◆ WORK ITEM ◆
A bare number is the only acceptable answer: how many lines of these entries include "below"?

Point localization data
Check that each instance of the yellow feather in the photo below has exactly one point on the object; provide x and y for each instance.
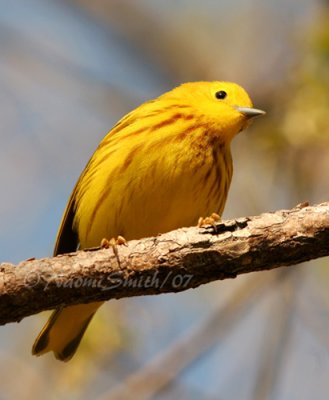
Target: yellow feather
(161, 167)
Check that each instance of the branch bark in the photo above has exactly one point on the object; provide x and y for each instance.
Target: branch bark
(171, 262)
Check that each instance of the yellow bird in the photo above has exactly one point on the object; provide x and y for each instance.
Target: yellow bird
(161, 167)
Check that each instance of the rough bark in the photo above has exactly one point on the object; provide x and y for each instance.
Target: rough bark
(171, 262)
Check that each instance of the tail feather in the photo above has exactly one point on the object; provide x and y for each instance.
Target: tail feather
(64, 330)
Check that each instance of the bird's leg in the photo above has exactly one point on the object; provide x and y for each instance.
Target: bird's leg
(114, 243)
(211, 220)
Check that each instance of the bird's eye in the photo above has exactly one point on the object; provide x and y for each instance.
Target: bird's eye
(221, 94)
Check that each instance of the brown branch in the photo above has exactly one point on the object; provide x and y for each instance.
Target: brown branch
(172, 262)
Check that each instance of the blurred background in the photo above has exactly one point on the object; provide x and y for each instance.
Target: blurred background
(68, 71)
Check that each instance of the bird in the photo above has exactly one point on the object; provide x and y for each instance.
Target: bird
(160, 168)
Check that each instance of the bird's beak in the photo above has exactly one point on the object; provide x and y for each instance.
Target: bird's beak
(250, 112)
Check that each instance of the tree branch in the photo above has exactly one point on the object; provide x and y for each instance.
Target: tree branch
(171, 262)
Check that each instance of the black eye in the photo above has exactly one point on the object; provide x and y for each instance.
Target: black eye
(221, 95)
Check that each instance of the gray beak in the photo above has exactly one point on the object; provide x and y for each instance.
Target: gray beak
(250, 112)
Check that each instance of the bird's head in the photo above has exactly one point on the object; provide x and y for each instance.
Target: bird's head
(225, 106)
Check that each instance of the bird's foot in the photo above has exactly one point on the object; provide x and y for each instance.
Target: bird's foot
(211, 220)
(114, 243)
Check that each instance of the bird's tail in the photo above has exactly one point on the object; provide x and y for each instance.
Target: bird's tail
(64, 330)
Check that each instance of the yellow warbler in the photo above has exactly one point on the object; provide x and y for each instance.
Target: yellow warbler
(161, 167)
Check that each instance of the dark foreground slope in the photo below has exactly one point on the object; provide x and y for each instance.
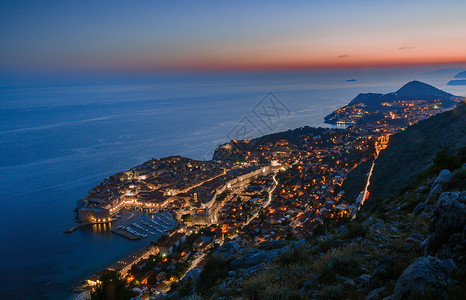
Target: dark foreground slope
(412, 150)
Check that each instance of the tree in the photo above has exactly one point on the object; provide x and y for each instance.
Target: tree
(111, 287)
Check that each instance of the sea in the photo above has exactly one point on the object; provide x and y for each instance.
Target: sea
(61, 134)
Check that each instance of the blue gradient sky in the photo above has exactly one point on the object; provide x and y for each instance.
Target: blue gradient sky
(146, 35)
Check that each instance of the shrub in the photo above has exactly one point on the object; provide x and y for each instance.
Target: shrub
(355, 230)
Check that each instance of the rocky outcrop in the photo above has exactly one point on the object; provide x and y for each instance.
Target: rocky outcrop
(447, 226)
(435, 191)
(424, 273)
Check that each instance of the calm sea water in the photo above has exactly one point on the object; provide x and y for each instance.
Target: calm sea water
(62, 135)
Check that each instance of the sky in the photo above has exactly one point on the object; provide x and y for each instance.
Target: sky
(183, 35)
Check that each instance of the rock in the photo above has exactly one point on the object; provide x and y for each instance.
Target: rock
(383, 270)
(448, 218)
(362, 281)
(228, 250)
(419, 208)
(192, 274)
(248, 260)
(300, 243)
(424, 272)
(375, 294)
(308, 283)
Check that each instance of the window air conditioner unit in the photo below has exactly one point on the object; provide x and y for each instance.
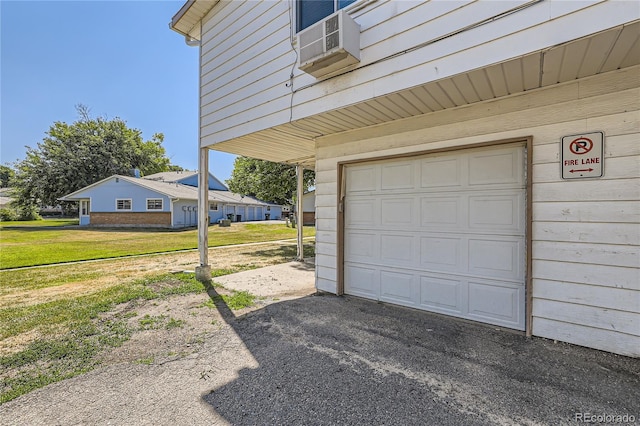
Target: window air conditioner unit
(329, 45)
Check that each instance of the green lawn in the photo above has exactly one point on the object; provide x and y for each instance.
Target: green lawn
(49, 242)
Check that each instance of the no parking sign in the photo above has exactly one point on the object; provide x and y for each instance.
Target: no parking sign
(582, 156)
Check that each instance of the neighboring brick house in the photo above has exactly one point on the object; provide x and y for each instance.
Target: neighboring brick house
(166, 200)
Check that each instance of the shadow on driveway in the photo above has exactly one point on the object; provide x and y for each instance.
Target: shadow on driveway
(344, 360)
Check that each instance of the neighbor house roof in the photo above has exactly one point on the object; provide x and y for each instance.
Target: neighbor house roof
(172, 190)
(181, 176)
(172, 176)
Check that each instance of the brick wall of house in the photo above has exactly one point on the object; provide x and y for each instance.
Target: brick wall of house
(159, 219)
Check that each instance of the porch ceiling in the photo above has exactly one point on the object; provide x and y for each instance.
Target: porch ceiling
(294, 142)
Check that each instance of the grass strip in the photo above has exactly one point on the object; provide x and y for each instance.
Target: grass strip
(76, 335)
(32, 245)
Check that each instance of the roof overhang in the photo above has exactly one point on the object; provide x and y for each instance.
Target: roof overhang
(187, 20)
(294, 142)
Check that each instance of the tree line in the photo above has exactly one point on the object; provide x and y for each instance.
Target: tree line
(72, 156)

◆ ANSWER SECTION ◆
3